Stored data entries
[Start of section]

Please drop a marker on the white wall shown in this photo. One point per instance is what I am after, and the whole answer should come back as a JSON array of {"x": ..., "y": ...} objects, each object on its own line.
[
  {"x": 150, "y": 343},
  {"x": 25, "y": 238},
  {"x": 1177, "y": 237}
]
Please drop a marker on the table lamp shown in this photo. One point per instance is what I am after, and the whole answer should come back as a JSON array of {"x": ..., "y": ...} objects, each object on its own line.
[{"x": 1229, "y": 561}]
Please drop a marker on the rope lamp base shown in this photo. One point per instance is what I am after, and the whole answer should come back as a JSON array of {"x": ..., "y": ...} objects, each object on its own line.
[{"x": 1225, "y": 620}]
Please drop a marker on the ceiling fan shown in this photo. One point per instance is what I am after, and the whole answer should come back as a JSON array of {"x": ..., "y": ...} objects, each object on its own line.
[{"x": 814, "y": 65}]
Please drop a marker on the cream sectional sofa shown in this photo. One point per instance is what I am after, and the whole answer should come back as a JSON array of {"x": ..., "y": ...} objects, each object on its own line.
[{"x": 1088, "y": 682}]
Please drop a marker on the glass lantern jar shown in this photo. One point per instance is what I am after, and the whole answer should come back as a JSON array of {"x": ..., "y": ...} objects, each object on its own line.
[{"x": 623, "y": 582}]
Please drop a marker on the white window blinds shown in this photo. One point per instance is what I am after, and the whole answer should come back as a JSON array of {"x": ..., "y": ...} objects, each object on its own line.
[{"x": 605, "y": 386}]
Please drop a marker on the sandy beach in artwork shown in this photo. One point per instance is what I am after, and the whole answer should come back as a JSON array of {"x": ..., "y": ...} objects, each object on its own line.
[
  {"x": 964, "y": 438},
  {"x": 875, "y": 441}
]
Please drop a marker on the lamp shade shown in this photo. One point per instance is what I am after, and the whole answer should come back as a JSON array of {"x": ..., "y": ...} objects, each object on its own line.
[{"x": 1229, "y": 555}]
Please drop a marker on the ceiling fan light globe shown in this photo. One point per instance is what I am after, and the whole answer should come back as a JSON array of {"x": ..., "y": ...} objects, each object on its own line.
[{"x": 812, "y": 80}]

[End of section]

Could you transcribe every entry exactly, without altering anything?

Please drop a marker on the white wall shown in this photo. One point per instance is what I am after, and the whole answer should come back as a JSON array of {"x": ..., "y": ...} objects, each object on its own line.
[
  {"x": 150, "y": 343},
  {"x": 25, "y": 238},
  {"x": 1177, "y": 237}
]
Please drop a marker on the table lamp shown in this photo. One point per instance is what I am after, and the whole answer should come back as a JSON array of {"x": ..., "y": ...} objects, each object on its own line.
[{"x": 1229, "y": 561}]
Please drop a marker on the rope lamp base shown in this photo. One point per instance is what I am after, and the whole answer should come back as a JSON array of {"x": ..., "y": ...} objects, each object on its own line.
[{"x": 1225, "y": 620}]
Please drop a marker on the ceiling fan shown in this photo. One point per instance is what I am after, and the whole answer should come back as a JSON array of {"x": ..., "y": ...} objects, each object on its own line.
[{"x": 814, "y": 65}]
Please drop a marker on the cream sectional sofa shown in this photo. One point per instance is what I am after, and the whole answer should come back as a JSON array of {"x": ..., "y": ...} objects, each object on its own line.
[{"x": 1088, "y": 682}]
Please drop a marker on the glass lantern jar shown in this photo. One point per instance is what I am after, and the whole answer should come back as a JSON array of {"x": ..., "y": ...} objects, each object on its own line.
[{"x": 623, "y": 582}]
Please drop a marker on the white window blinds shown in this photo. One point per instance is what I am after, and the whole answer should come back as a JSON array of {"x": ..., "y": ...} objects, each object on its own line.
[{"x": 605, "y": 386}]
Please drop a marker on the sandy beach in artwork shown in this photo. One point per instance is what I am after, and the whole answer should come back as a JSON array of {"x": ..., "y": ...} objects, each object on its own line.
[
  {"x": 964, "y": 438},
  {"x": 875, "y": 441}
]
Please drop a marker on the lamp shade shown in this photo. One point per instance is what I am after, and the whole answer should come back as a JSON array of {"x": ..., "y": ...} objects, each object on its own line.
[{"x": 1229, "y": 555}]
Please drop a marker on the ceiling fan light globe shown in this photo. One point per instance is what I am after, and the whole answer should come back as a JSON array of {"x": ..., "y": ...} objects, each object on its own line.
[{"x": 812, "y": 80}]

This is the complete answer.